Source passage >>
Bhutan    Communications Back to Top

general assessment: NA domestic: domestic telephone service is very poor with few telephones in use international: international telephone and telegraph service is by landline through India; a satellite earth station was planned (1990)

Bhutan    Culture Back to Top

Bhutan's traditional society has been defined as both patriarchal and matriarchal, and the member held in highest esteem served as the family's head. Bhutan also has been described as feudalistic and characterized by the absence of strong social stratification. In premodern times, there were three broad classes: the monastic community, the leadership of which was the nobility; lay civil servants who ran the government apparatus; and farmers, the largest class, living in self-sufficient villages. In the more militaristic premodern era, Bhutan also had an underclass of prisoners of war and their descendants, who were generally treated as serfs or even as slaves. In modern times, society was organized around joint family units, and a class division existed based on occupation and, in time, social status. With the introduction of foreign practices in recent centuries and increasing job mobility outside the village, however, emphasis has been placed on nuclear family units.

Social status is based on a family's economic station. Except among the Hindu Nepalese in southern Bhutan, there was no caste system. Although Bhutanese were endogamous by tradition, modern practices and even royal decrees encouraged ethnic integration in the late twentieth century. Primogeniture dictated the right of inheritance traditionally, although in some central areas the eldest daughter was the lawful successor. In contemporary Bhutan, however, inheritance came to be more equally distributed among all children of a family.

Dataset rows >>
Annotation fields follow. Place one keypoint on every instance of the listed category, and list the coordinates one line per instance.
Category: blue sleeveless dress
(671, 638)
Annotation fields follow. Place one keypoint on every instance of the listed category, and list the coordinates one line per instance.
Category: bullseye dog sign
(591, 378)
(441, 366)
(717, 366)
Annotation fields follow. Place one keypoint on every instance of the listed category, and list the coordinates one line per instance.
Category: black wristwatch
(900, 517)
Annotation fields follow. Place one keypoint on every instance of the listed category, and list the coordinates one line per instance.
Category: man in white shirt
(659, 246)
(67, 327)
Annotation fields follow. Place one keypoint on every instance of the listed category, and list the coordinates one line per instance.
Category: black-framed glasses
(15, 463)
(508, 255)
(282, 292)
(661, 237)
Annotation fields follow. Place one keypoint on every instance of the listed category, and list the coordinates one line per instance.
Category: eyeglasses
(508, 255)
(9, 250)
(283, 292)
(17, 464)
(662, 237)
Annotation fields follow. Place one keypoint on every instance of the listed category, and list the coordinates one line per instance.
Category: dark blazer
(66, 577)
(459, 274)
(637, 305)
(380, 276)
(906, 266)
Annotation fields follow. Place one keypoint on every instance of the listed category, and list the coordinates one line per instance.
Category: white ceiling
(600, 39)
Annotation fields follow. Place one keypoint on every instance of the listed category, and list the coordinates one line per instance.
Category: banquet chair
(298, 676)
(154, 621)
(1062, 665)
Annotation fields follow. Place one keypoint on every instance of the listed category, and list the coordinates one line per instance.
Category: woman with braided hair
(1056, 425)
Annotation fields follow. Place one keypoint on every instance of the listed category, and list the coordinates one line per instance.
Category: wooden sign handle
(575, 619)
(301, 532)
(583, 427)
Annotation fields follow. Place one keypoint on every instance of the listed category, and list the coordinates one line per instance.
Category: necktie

What you need to do >>
1) In the Bhutan text, rewrite the part from "general assessment: NA" to "was planned (1990)", replacing "landline" with "undersea cable".
2) Summarize the Bhutan text in three sentences.

Answers to the exercise >>
1)
general assessment: NA domestic: domestic telephone service is very poor with few telephones in use international: international telephone and telegraph service is by undersea cable through India; a satellite earth station was planned (1990)

2) Bhutan's domestic telephone service is very poor, and its international telephone and telegraph service runs by landline through India. In premodern times its society had three broad classes (the monastic community, lay civil servants, and farmers), while modern society was organized around joint family units and has increasingly emphasized nuclear families. Social status is based on a family's economic station, and inheritance, traditionally governed by primogeniture, came to be more equally distributed among all children.